Beginning with the first entry, print all the records exactly.

--- Data for this task Enclosed Below ---

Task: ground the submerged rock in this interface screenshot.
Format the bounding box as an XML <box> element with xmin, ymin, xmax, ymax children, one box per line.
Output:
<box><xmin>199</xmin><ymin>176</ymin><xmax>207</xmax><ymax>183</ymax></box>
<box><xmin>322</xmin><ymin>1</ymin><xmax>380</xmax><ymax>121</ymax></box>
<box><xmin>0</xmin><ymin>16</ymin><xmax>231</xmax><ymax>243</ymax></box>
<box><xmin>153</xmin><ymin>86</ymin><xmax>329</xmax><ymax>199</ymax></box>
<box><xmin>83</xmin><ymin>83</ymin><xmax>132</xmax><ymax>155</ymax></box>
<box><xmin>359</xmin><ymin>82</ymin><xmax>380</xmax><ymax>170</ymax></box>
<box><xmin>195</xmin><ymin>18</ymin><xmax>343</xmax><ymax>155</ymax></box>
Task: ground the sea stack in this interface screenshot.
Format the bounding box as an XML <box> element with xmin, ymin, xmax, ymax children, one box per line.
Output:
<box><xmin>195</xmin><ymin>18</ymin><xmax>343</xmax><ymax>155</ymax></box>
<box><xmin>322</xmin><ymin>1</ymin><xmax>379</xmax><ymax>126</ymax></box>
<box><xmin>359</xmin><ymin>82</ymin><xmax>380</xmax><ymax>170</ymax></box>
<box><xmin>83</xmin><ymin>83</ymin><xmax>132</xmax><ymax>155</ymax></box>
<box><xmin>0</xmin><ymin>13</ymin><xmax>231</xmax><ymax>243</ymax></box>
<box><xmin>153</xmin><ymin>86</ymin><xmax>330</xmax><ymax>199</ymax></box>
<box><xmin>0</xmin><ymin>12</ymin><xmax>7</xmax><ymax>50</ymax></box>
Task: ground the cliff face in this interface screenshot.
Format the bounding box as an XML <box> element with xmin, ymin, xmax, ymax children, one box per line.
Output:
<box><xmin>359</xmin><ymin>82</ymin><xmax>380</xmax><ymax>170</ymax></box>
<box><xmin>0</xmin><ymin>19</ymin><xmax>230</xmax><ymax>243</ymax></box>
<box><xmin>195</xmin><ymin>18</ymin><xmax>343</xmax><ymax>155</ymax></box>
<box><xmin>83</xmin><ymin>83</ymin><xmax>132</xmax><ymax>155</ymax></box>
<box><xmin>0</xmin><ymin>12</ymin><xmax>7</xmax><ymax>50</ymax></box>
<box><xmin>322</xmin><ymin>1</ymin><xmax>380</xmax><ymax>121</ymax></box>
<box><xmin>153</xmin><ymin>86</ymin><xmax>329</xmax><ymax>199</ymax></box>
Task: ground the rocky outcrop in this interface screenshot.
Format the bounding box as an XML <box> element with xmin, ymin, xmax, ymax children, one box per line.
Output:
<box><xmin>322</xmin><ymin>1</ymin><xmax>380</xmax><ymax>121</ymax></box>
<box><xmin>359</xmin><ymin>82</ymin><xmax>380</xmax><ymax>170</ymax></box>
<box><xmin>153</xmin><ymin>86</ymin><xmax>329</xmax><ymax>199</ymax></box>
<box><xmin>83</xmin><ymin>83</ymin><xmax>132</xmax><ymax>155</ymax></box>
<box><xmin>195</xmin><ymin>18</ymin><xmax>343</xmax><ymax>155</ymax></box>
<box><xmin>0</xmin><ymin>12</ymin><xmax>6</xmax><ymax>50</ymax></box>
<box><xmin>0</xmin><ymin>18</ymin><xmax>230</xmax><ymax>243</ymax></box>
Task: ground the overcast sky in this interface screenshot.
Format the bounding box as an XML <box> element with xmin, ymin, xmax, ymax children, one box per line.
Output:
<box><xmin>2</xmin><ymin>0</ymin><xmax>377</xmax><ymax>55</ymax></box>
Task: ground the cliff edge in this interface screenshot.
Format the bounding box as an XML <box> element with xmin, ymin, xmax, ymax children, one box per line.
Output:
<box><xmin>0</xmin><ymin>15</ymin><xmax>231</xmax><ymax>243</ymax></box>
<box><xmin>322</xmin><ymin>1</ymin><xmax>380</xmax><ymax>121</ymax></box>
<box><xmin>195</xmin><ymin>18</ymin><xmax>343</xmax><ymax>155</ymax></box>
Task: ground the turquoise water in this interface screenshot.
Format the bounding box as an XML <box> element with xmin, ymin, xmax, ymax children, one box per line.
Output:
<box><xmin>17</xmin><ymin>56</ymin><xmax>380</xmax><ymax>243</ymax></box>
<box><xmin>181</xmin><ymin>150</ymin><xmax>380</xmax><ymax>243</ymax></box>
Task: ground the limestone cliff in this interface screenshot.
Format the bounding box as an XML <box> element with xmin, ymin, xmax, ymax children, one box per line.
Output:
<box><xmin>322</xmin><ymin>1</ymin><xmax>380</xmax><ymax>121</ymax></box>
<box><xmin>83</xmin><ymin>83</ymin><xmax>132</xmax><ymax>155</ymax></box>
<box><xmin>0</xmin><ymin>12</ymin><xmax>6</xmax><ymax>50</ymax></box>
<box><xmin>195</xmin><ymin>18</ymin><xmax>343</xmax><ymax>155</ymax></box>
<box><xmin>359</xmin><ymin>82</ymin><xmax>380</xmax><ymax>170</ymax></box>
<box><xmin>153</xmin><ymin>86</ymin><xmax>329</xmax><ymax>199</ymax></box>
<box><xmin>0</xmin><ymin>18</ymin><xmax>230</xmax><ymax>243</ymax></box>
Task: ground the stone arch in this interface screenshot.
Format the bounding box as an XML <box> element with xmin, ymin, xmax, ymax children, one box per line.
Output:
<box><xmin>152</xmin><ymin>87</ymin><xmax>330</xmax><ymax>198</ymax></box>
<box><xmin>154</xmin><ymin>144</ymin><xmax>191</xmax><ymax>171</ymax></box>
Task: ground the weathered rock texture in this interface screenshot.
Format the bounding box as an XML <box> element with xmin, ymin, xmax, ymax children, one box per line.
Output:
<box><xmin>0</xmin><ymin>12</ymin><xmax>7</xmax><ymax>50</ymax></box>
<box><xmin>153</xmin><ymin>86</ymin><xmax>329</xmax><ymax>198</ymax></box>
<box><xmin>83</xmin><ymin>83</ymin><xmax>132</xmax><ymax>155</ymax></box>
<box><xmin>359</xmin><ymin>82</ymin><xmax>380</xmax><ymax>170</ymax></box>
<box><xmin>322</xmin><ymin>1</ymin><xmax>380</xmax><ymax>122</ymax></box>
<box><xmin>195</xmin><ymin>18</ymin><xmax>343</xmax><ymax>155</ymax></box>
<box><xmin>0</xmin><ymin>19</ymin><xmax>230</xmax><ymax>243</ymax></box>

--- End of Enclosed Data for this task ---

Response box:
Task: ground the submerged rock in this interface screenshot.
Format the bounding box as an XML <box> element with xmin, ymin, xmax, ymax children, one box per line.
Output:
<box><xmin>199</xmin><ymin>176</ymin><xmax>207</xmax><ymax>183</ymax></box>
<box><xmin>322</xmin><ymin>1</ymin><xmax>380</xmax><ymax>121</ymax></box>
<box><xmin>0</xmin><ymin>16</ymin><xmax>231</xmax><ymax>243</ymax></box>
<box><xmin>153</xmin><ymin>86</ymin><xmax>329</xmax><ymax>199</ymax></box>
<box><xmin>83</xmin><ymin>83</ymin><xmax>132</xmax><ymax>155</ymax></box>
<box><xmin>359</xmin><ymin>82</ymin><xmax>380</xmax><ymax>170</ymax></box>
<box><xmin>195</xmin><ymin>18</ymin><xmax>343</xmax><ymax>155</ymax></box>
Task: ground the sea stack in this interface screenshot.
Format the bounding box as an XML <box> element with xmin, ymin, xmax, ymax children, one box per line.
Output:
<box><xmin>195</xmin><ymin>18</ymin><xmax>343</xmax><ymax>155</ymax></box>
<box><xmin>322</xmin><ymin>1</ymin><xmax>379</xmax><ymax>126</ymax></box>
<box><xmin>359</xmin><ymin>82</ymin><xmax>380</xmax><ymax>170</ymax></box>
<box><xmin>83</xmin><ymin>83</ymin><xmax>132</xmax><ymax>155</ymax></box>
<box><xmin>0</xmin><ymin>13</ymin><xmax>231</xmax><ymax>243</ymax></box>
<box><xmin>153</xmin><ymin>86</ymin><xmax>330</xmax><ymax>199</ymax></box>
<box><xmin>0</xmin><ymin>12</ymin><xmax>7</xmax><ymax>50</ymax></box>
Task: ground the cliff face in this interface screenshot.
Format the bounding box as an XML <box> element with xmin, ymin, xmax, ymax children, one box per line.
Output:
<box><xmin>359</xmin><ymin>82</ymin><xmax>380</xmax><ymax>170</ymax></box>
<box><xmin>0</xmin><ymin>19</ymin><xmax>230</xmax><ymax>243</ymax></box>
<box><xmin>195</xmin><ymin>18</ymin><xmax>343</xmax><ymax>155</ymax></box>
<box><xmin>83</xmin><ymin>83</ymin><xmax>132</xmax><ymax>155</ymax></box>
<box><xmin>0</xmin><ymin>12</ymin><xmax>7</xmax><ymax>50</ymax></box>
<box><xmin>322</xmin><ymin>1</ymin><xmax>380</xmax><ymax>121</ymax></box>
<box><xmin>153</xmin><ymin>86</ymin><xmax>329</xmax><ymax>199</ymax></box>
Task: ground the rocky outcrop in this interface screenshot.
Format the bounding box as an XML <box> element with xmin, ymin, xmax, ymax children, one box per line.
Output:
<box><xmin>322</xmin><ymin>1</ymin><xmax>380</xmax><ymax>121</ymax></box>
<box><xmin>359</xmin><ymin>82</ymin><xmax>380</xmax><ymax>170</ymax></box>
<box><xmin>153</xmin><ymin>86</ymin><xmax>329</xmax><ymax>199</ymax></box>
<box><xmin>83</xmin><ymin>83</ymin><xmax>132</xmax><ymax>155</ymax></box>
<box><xmin>195</xmin><ymin>18</ymin><xmax>343</xmax><ymax>155</ymax></box>
<box><xmin>0</xmin><ymin>12</ymin><xmax>6</xmax><ymax>50</ymax></box>
<box><xmin>0</xmin><ymin>18</ymin><xmax>230</xmax><ymax>243</ymax></box>
Task: ground the overcast sky in this interface screenshot.
Format the bounding box as an XML <box> element with xmin, ymin, xmax, ymax children, one box per line.
Output:
<box><xmin>2</xmin><ymin>0</ymin><xmax>377</xmax><ymax>55</ymax></box>
Task: ground the cliff edge in this interface screenshot.
Format the bounding box as an XML <box> element with xmin, ymin, xmax, ymax children, one box per line.
Output:
<box><xmin>0</xmin><ymin>15</ymin><xmax>231</xmax><ymax>243</ymax></box>
<box><xmin>322</xmin><ymin>1</ymin><xmax>380</xmax><ymax>121</ymax></box>
<box><xmin>195</xmin><ymin>18</ymin><xmax>343</xmax><ymax>155</ymax></box>
Task: ground the turquoise water in this interface screenshot.
Format the bounding box as an XML <box> element with xmin, ymin, xmax, ymax children, one box per line.
Output:
<box><xmin>17</xmin><ymin>56</ymin><xmax>380</xmax><ymax>243</ymax></box>
<box><xmin>181</xmin><ymin>150</ymin><xmax>380</xmax><ymax>243</ymax></box>
Task: ground the limestone cliff in this interface screenshot.
Format the bounding box as an XML <box> element with xmin, ymin, xmax, ymax children, one box per line.
Output:
<box><xmin>322</xmin><ymin>1</ymin><xmax>380</xmax><ymax>121</ymax></box>
<box><xmin>83</xmin><ymin>83</ymin><xmax>132</xmax><ymax>155</ymax></box>
<box><xmin>0</xmin><ymin>12</ymin><xmax>6</xmax><ymax>50</ymax></box>
<box><xmin>195</xmin><ymin>18</ymin><xmax>343</xmax><ymax>155</ymax></box>
<box><xmin>359</xmin><ymin>82</ymin><xmax>380</xmax><ymax>170</ymax></box>
<box><xmin>153</xmin><ymin>86</ymin><xmax>329</xmax><ymax>199</ymax></box>
<box><xmin>0</xmin><ymin>18</ymin><xmax>230</xmax><ymax>243</ymax></box>
Task: ground the stone arch in this interface screenshot.
Format the bounding box as an XML <box> element with xmin, ymin, xmax, ymax children, one box per line.
Output:
<box><xmin>152</xmin><ymin>87</ymin><xmax>330</xmax><ymax>198</ymax></box>
<box><xmin>154</xmin><ymin>144</ymin><xmax>191</xmax><ymax>171</ymax></box>
Task: ground the weathered rock texture in this interface screenshot.
Format the bounding box as an XML <box> element with xmin, ymin, xmax, ymax children, one box per line.
Output:
<box><xmin>0</xmin><ymin>12</ymin><xmax>7</xmax><ymax>50</ymax></box>
<box><xmin>153</xmin><ymin>86</ymin><xmax>329</xmax><ymax>198</ymax></box>
<box><xmin>83</xmin><ymin>83</ymin><xmax>132</xmax><ymax>155</ymax></box>
<box><xmin>359</xmin><ymin>82</ymin><xmax>380</xmax><ymax>170</ymax></box>
<box><xmin>322</xmin><ymin>1</ymin><xmax>380</xmax><ymax>122</ymax></box>
<box><xmin>195</xmin><ymin>18</ymin><xmax>343</xmax><ymax>155</ymax></box>
<box><xmin>0</xmin><ymin>19</ymin><xmax>230</xmax><ymax>243</ymax></box>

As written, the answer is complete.